Alignment in homopolymer regions #61

Open tseemann opened 4 years ago

tseemann commented 4 years ago

This alignment is problematic.

image

Are you able to ensure "left-aligned" alignments?

hsinnan75 commented 4 years ago

I am not sure how to do that, but I'll do my best. Thank you!

tseemann commented 4 years ago

Freebayes used to come with this tool:

bamleftalign -d -c -f ref.fasta < sorted.bam > sorted.aligned.bam

image

GATK also has a tool: https://gatk.broadinstitute.org/hc/en-us/articles/360036508992-LeftAlignIndels

But ideally MapCaller would do this. if you don't you will miss some indels.

hsinnan75 commented 4 years ago

Thank you for the information. I did observe the inconsistent alignments in homopolymer regions, but I did not know how to solve this issue. Your information is very helpful. I'll look into it.

-- -- --

Work request 1: Present the records, starting at the first line and ending at the line containing "positive clicks: (126, 457)", as a Markdown table with columns headed Row and Record line, skipping blank lines.

Input data:
-- -- --

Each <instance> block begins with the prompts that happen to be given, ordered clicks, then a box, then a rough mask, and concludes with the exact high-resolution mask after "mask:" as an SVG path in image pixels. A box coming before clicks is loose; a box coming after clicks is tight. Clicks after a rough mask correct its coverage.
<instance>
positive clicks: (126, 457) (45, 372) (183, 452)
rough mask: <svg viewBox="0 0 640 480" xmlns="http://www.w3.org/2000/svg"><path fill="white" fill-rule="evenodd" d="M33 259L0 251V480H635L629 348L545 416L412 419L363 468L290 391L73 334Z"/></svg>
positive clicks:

-- -- --

Work request 2: Extend the thread about alignment in homopolymer regions with a further comment after its last one.

Expected answer 1:
| Row | Record line |
|---|---|
| 1 | Each <instance> block begins with the prompts that happen to be given, ordered clicks, then a box, then a rough mask, and concludes with the exact high-resolution mask after "mask:" as an SVG path in image pixels. A box coming before clicks is loose; a box coming after clicks is tight. Clicks after a rough mask correct its coverage. |
| 2 | <instance> |
| 3 | positive clicks: (126, 457) (45, 372) (183, 452) |

Expected answer 2:
tseemann commented 4 years ago

The problem is that this does not really solve it. It is impossible to know which A was actually deleted (or where an A was inserted) It could be any of the 6 positions. The left align procedure just tries to make it consistent.

hsinnan75 commented 4 years ago

I found that ksw2 would generate more "left-aligned" alignments. You may run MapCaller with "-alg ksw2". Thank you!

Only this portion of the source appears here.